Prompt
Rewrite the lines starting with the line containing "The annotator labeled the building" and going on through the last line, changing "annotator" to "reviewer" and keeping everything else the same. Give only these lines.

Provided data
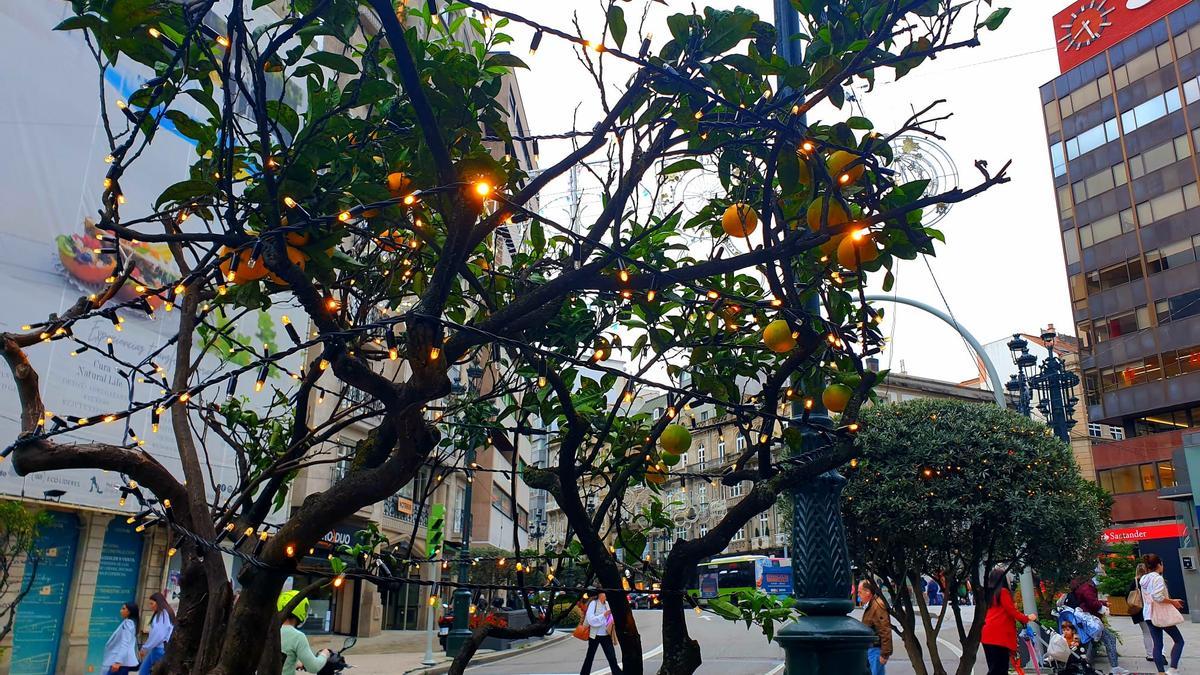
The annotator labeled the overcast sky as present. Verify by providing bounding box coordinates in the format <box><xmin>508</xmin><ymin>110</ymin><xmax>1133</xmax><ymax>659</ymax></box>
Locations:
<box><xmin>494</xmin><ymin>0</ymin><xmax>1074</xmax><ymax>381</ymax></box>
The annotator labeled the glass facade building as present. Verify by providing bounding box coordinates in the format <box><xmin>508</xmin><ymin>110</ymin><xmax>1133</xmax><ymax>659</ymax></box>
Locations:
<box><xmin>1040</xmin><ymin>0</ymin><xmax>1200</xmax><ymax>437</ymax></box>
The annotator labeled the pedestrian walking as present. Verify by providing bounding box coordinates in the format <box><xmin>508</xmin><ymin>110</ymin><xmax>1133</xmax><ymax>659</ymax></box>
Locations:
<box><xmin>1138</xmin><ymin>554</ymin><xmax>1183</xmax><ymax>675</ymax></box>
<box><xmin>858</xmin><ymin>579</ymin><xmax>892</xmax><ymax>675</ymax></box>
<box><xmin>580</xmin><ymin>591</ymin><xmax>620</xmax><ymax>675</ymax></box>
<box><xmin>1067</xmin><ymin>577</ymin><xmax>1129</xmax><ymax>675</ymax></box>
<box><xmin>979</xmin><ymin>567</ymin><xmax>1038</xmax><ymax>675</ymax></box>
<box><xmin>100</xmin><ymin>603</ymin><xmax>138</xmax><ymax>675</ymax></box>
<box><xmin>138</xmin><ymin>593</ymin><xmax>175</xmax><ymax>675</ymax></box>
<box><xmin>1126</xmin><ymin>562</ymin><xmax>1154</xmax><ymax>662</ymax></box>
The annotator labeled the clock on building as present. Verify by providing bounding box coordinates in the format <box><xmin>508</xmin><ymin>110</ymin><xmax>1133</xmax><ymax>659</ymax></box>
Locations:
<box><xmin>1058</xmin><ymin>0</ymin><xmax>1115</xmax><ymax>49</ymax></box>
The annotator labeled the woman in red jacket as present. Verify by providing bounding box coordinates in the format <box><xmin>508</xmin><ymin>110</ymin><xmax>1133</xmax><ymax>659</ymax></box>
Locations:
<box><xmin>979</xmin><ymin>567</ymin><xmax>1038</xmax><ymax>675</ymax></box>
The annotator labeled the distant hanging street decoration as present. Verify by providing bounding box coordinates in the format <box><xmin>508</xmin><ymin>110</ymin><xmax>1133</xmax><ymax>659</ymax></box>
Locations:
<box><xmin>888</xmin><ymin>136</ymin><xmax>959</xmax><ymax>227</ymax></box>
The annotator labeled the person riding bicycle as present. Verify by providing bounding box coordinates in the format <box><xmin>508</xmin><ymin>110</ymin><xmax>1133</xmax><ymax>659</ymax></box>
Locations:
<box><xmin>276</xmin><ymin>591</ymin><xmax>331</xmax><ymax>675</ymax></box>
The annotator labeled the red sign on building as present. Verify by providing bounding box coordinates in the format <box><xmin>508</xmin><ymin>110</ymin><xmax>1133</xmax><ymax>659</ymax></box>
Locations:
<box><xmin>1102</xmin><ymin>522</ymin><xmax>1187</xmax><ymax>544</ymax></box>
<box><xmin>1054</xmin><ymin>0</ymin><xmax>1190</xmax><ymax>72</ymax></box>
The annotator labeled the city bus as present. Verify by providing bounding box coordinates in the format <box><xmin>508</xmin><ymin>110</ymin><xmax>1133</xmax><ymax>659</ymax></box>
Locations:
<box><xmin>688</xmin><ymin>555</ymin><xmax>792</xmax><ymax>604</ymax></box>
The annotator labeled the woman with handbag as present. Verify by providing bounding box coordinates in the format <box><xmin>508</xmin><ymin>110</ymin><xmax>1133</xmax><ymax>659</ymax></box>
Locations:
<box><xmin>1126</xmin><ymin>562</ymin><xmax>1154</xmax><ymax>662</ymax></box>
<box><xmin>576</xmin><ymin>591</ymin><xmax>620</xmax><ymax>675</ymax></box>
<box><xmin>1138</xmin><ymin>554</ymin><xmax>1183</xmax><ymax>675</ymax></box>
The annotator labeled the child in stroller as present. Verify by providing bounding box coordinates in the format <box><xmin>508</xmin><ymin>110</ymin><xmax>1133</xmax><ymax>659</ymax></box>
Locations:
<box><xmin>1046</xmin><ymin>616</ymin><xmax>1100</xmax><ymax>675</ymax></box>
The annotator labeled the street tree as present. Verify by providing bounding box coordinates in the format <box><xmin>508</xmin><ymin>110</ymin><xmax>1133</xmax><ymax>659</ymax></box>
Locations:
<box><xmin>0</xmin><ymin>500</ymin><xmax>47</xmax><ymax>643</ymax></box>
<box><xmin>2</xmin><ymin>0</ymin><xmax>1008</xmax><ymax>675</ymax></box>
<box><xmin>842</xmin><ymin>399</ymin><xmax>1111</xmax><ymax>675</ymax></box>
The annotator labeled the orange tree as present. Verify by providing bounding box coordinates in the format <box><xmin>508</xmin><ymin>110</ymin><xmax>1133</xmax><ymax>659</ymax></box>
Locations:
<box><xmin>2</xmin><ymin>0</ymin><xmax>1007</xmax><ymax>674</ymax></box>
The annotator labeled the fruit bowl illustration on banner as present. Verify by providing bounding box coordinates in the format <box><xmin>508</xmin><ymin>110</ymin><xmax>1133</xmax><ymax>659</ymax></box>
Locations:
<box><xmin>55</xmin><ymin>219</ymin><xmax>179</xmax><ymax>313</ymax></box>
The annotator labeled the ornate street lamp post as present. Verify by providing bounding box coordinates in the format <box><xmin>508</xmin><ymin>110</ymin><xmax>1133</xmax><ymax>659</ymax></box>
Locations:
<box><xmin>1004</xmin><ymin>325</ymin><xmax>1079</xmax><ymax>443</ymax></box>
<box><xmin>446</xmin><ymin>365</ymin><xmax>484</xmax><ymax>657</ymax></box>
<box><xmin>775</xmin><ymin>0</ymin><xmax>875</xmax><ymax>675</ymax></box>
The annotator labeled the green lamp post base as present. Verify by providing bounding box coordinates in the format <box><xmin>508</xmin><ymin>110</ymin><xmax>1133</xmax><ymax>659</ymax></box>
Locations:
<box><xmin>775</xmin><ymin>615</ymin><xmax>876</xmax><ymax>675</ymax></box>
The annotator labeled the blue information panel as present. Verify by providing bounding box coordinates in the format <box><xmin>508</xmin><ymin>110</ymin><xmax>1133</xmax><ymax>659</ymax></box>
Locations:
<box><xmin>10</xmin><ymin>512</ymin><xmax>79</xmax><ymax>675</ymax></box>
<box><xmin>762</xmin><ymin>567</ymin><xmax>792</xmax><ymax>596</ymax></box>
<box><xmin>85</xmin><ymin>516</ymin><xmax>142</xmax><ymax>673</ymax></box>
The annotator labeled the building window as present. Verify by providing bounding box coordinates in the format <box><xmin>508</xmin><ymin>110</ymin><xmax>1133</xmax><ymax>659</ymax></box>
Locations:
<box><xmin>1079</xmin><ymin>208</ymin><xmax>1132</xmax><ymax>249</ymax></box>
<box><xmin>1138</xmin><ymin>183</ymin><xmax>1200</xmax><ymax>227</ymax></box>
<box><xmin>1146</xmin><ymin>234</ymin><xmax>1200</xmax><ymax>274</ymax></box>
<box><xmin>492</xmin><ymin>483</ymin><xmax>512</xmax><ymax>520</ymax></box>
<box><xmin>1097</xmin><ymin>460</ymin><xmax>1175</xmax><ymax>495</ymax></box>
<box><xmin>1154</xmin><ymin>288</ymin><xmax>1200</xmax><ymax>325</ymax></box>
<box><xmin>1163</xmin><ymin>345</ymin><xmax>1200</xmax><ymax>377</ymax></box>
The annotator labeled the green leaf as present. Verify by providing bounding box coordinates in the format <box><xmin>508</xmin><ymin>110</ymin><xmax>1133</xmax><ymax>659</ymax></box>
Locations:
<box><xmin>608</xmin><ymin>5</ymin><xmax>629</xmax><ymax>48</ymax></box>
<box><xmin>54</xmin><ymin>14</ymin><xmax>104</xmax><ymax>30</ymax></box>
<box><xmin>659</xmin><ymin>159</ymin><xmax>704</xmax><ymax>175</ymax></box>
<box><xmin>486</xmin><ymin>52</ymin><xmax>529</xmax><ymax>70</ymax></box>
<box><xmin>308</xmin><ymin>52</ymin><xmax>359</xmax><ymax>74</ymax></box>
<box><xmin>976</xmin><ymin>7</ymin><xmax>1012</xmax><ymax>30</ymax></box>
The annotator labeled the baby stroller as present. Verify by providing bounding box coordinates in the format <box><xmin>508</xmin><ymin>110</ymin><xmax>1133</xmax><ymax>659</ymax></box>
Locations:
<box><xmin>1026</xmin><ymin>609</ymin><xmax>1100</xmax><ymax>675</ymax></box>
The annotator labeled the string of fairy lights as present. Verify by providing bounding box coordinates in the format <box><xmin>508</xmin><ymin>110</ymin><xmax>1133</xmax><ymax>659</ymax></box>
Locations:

Output below
The reviewer labeled the building window as present. Verify by providing bounding box coordinates in the format <box><xmin>508</xmin><ymin>110</ymin><xmax>1133</xmax><ymax>659</ymax></box>
Locations:
<box><xmin>1079</xmin><ymin>208</ymin><xmax>1132</xmax><ymax>249</ymax></box>
<box><xmin>1138</xmin><ymin>183</ymin><xmax>1200</xmax><ymax>227</ymax></box>
<box><xmin>1146</xmin><ymin>234</ymin><xmax>1200</xmax><ymax>274</ymax></box>
<box><xmin>492</xmin><ymin>483</ymin><xmax>512</xmax><ymax>520</ymax></box>
<box><xmin>1097</xmin><ymin>460</ymin><xmax>1175</xmax><ymax>495</ymax></box>
<box><xmin>1154</xmin><ymin>288</ymin><xmax>1200</xmax><ymax>325</ymax></box>
<box><xmin>1163</xmin><ymin>345</ymin><xmax>1200</xmax><ymax>377</ymax></box>
The reviewer labeled the green leaf as present. Verify by providing bounding box coordinates in the format <box><xmin>508</xmin><ymin>110</ymin><xmax>1133</xmax><ymax>659</ymax></box>
Locations:
<box><xmin>608</xmin><ymin>5</ymin><xmax>629</xmax><ymax>48</ymax></box>
<box><xmin>54</xmin><ymin>14</ymin><xmax>104</xmax><ymax>30</ymax></box>
<box><xmin>659</xmin><ymin>159</ymin><xmax>704</xmax><ymax>175</ymax></box>
<box><xmin>486</xmin><ymin>52</ymin><xmax>529</xmax><ymax>70</ymax></box>
<box><xmin>308</xmin><ymin>52</ymin><xmax>359</xmax><ymax>74</ymax></box>
<box><xmin>976</xmin><ymin>7</ymin><xmax>1012</xmax><ymax>30</ymax></box>
The reviewer labeled the baby stroller as present. Verify by providing bounding box coordinates in the format <box><xmin>508</xmin><ymin>110</ymin><xmax>1133</xmax><ymax>659</ymax></box>
Locations:
<box><xmin>1026</xmin><ymin>609</ymin><xmax>1100</xmax><ymax>675</ymax></box>
The reviewer labeled the string of fairy lights as present. Verify by providing bounding box coordinates in the format <box><xmin>508</xmin><ymin>110</ymin><xmax>1133</xmax><ymax>659</ymax></box>
Locations:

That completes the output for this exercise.